(Input material):
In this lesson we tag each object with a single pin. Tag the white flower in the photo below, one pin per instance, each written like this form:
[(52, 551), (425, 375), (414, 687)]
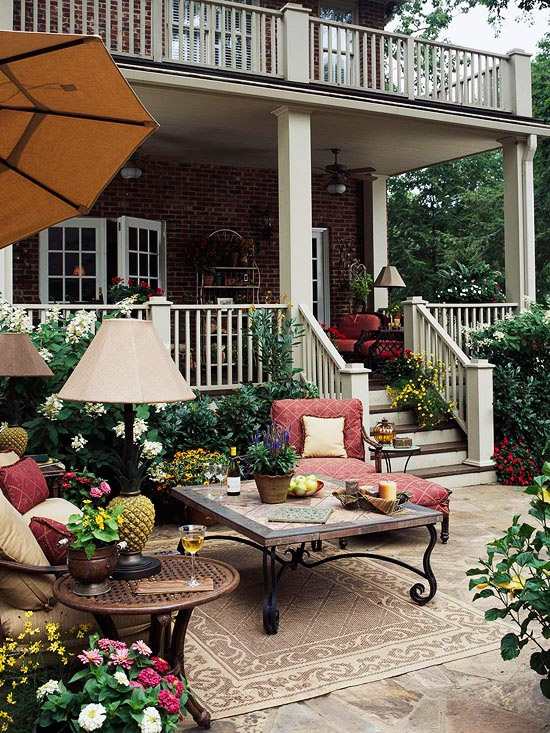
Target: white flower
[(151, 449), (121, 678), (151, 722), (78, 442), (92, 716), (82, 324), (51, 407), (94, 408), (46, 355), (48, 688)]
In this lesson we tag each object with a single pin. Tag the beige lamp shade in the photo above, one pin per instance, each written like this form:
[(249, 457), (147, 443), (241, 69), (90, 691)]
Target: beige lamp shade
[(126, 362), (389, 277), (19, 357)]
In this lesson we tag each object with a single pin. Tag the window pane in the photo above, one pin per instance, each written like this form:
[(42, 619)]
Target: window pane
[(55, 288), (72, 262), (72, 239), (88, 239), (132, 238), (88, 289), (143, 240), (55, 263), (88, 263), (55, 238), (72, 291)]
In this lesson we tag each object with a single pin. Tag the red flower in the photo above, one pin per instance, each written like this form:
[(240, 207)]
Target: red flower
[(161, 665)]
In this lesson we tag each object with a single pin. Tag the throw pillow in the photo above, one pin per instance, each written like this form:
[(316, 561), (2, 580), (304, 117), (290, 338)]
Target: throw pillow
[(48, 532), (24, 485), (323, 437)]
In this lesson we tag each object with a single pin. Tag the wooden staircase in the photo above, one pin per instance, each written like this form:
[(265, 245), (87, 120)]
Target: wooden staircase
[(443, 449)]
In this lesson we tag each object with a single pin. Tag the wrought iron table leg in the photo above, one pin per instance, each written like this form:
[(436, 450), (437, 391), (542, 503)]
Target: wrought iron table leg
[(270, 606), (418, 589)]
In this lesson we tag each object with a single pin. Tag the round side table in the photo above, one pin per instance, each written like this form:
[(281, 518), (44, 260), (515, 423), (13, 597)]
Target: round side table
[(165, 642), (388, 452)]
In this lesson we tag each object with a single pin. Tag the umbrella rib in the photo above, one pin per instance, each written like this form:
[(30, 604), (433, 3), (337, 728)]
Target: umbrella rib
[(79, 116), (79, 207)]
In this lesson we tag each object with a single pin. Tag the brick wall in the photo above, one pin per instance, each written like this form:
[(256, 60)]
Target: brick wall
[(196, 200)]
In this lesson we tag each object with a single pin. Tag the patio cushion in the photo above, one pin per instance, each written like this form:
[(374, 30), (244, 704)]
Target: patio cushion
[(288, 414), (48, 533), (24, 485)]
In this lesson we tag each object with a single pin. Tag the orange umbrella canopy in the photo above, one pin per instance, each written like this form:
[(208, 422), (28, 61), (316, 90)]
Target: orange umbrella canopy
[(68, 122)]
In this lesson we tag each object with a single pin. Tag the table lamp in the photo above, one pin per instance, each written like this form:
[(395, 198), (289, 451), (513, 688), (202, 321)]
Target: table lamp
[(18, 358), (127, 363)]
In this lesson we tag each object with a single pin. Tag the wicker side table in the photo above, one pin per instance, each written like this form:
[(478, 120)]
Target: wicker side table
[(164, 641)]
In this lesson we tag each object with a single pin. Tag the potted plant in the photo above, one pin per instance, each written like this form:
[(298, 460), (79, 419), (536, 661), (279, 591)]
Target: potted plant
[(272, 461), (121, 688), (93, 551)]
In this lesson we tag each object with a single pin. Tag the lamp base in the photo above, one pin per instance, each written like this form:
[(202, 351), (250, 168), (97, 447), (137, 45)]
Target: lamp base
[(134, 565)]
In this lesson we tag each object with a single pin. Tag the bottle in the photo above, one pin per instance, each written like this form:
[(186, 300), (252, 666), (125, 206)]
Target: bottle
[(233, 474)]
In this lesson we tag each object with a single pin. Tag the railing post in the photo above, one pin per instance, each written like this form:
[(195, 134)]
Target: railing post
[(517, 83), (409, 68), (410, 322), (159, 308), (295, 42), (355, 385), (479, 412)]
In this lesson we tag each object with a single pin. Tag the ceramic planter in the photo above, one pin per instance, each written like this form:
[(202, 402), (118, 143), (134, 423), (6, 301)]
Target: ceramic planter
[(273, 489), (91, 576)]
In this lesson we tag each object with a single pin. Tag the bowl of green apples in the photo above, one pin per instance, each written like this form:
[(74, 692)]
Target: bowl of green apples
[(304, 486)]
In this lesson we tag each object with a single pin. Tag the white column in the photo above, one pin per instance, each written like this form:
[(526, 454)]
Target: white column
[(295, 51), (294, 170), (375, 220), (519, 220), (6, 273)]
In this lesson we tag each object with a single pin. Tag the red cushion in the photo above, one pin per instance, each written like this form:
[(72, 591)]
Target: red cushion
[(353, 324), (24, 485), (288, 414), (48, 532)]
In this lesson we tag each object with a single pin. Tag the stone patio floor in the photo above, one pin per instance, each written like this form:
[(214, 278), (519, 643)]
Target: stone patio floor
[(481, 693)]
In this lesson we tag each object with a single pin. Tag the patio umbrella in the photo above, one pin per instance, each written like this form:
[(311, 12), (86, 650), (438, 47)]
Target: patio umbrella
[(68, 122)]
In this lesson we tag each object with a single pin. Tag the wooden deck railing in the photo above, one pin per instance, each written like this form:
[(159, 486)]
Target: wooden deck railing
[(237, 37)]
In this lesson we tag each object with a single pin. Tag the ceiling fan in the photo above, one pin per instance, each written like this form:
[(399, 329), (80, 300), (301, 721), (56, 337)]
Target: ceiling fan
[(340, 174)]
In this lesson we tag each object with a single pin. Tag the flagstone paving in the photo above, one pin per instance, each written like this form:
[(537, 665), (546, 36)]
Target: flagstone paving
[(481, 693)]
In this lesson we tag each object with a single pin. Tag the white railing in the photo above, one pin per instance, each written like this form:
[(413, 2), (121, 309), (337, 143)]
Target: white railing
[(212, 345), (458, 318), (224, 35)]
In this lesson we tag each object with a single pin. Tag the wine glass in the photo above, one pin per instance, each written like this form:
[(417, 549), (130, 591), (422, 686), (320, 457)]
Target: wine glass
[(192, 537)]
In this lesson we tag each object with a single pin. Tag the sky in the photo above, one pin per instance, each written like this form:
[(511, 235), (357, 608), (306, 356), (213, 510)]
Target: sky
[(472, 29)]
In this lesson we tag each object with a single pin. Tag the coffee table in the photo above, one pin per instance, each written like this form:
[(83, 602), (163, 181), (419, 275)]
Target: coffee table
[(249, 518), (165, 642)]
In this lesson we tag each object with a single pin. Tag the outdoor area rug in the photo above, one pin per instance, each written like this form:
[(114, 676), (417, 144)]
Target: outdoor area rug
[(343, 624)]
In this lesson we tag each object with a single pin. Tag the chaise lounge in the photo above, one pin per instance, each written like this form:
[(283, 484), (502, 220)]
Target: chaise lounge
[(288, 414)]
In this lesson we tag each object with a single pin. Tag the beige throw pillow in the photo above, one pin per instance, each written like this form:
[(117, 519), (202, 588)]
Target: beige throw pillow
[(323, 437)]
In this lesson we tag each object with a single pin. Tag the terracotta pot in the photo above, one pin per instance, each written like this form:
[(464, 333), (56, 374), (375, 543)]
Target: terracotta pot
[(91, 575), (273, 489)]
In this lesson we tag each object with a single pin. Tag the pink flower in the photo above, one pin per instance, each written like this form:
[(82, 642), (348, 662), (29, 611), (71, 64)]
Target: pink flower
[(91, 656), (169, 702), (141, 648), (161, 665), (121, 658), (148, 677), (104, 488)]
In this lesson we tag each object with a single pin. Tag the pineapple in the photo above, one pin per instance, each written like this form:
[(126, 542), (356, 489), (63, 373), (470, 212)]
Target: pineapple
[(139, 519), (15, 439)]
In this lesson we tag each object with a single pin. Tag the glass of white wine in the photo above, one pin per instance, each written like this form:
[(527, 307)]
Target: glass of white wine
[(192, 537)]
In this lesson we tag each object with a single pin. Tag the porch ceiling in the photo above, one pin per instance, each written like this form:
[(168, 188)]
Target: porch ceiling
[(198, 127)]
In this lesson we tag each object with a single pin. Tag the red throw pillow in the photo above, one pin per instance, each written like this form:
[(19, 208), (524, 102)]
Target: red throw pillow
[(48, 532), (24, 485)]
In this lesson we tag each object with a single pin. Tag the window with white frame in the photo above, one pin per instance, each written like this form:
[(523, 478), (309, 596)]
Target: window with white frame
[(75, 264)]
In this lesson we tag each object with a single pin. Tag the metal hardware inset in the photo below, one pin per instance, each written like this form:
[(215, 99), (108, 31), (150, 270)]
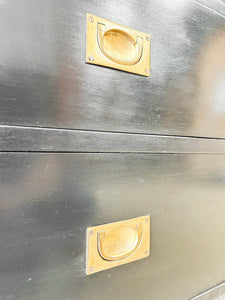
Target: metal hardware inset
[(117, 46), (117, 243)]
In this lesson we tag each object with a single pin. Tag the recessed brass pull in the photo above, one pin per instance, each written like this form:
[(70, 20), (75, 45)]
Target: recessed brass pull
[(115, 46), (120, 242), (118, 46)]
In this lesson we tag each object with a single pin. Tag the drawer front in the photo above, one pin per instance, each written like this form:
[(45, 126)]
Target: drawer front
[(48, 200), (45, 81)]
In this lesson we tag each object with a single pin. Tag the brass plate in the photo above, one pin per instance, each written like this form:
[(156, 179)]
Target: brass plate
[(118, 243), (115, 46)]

* * *

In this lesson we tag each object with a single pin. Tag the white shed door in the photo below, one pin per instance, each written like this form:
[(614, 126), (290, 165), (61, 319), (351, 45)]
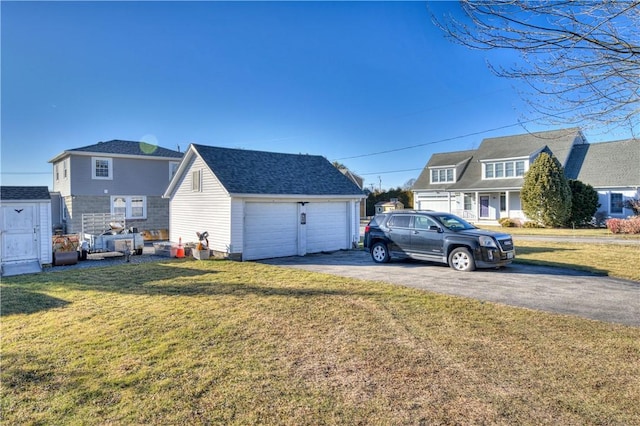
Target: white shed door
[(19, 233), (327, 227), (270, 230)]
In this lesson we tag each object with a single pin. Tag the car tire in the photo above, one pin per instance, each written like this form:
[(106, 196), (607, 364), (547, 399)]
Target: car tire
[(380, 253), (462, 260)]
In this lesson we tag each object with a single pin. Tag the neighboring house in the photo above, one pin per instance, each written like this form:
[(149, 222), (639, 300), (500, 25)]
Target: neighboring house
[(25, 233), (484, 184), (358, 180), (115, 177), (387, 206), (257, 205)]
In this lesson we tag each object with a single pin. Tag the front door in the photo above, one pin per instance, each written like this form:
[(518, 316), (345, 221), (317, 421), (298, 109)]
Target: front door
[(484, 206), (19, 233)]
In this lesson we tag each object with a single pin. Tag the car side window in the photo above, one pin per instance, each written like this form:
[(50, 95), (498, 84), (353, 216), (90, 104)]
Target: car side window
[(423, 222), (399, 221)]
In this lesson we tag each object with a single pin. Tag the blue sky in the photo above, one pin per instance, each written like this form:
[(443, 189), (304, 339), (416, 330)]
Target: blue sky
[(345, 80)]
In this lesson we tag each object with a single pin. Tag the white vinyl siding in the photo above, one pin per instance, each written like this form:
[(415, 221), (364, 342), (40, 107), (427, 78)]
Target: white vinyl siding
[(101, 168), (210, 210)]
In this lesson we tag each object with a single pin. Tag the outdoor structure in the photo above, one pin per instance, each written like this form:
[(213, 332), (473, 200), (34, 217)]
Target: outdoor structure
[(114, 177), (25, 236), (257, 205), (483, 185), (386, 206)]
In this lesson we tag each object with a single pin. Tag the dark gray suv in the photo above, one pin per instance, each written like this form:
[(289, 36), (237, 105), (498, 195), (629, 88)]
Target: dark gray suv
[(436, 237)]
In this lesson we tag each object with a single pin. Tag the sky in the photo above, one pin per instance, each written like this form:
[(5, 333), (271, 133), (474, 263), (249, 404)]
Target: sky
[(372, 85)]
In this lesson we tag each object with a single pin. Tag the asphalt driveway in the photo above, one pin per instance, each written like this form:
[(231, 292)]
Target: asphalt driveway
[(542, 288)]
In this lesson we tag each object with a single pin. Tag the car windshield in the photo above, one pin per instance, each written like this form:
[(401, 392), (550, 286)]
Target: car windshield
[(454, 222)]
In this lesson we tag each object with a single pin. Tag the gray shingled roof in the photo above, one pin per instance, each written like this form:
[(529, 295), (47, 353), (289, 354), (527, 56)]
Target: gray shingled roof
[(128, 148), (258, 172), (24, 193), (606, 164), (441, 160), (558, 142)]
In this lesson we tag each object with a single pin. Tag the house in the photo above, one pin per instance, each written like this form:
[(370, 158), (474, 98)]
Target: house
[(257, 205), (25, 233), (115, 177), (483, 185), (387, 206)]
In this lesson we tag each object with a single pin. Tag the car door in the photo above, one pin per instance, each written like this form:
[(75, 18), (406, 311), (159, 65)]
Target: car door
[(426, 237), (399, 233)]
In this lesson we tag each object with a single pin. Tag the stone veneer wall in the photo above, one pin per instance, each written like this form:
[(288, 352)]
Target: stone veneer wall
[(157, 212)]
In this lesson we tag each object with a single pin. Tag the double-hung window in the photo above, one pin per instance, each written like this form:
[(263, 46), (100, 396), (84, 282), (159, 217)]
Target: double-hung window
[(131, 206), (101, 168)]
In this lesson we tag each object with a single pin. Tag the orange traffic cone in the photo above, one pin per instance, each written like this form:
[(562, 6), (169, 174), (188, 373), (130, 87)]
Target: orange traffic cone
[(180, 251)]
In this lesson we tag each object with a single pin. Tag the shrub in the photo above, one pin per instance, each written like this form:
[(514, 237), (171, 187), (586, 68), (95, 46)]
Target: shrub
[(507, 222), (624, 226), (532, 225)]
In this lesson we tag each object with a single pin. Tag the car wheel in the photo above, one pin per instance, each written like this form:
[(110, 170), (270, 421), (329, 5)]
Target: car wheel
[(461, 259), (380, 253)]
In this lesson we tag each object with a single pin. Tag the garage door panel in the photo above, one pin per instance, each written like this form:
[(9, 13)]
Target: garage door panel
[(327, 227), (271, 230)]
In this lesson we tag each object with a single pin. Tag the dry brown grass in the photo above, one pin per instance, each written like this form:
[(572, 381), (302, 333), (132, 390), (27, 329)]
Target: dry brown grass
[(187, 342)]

(Task to complete):
Could you restate word for word the lines above, from the one that contains "Tag the asphalt" through the one that contains "[(75, 18), (406, 311), (159, 65)]", and no others?

(Reply to the task):
In this lesson we tag each object with a single pin. Tag the asphalt driveway in the photo above, one pin per instance, each written like this form:
[(231, 292)]
Target: asphalt driveway
[(542, 288)]
In this lesson we tag each object with a single pin. Tag the car windshield in the photo above, one pin per instance, each written like this form:
[(401, 392), (550, 286)]
Target: car windshield
[(454, 222)]
In this lesson we tag each object with a single pin. Tag the gray shingled roof in the photo above, one pin per instance, each written like this form:
[(529, 295), (47, 353), (289, 354), (527, 56)]
Target: gray shingled roof
[(128, 148), (258, 172), (24, 193), (606, 164), (441, 160), (558, 142)]
In this lesson we tag each object with a single pin. Tag the house in the photo above, one pin per instance, each written like this form:
[(370, 158), (474, 98)]
Target: house
[(257, 205), (25, 233), (115, 177), (483, 185), (387, 206)]
In this lesson we tag each object with a single pin. Tag the car door in the photo above, one pin per instance, each written like this form:
[(75, 18), (406, 311), (159, 65)]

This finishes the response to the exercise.